◆ TASK TO CARRY OUT ◆
Rewrite every item below in full, moving each answer's coordinates by adding 112 to both the x and the y value. Leave all other numbers unchanged.

◆ MATERIAL PROVIDED ◆
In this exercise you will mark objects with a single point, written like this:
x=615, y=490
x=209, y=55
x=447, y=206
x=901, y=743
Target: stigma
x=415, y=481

◆ THE SOLUTION ◆
In this exercise you will mark objects with a single point, written like this:
x=615, y=490
x=209, y=55
x=447, y=206
x=901, y=743
Target: stigma
x=527, y=593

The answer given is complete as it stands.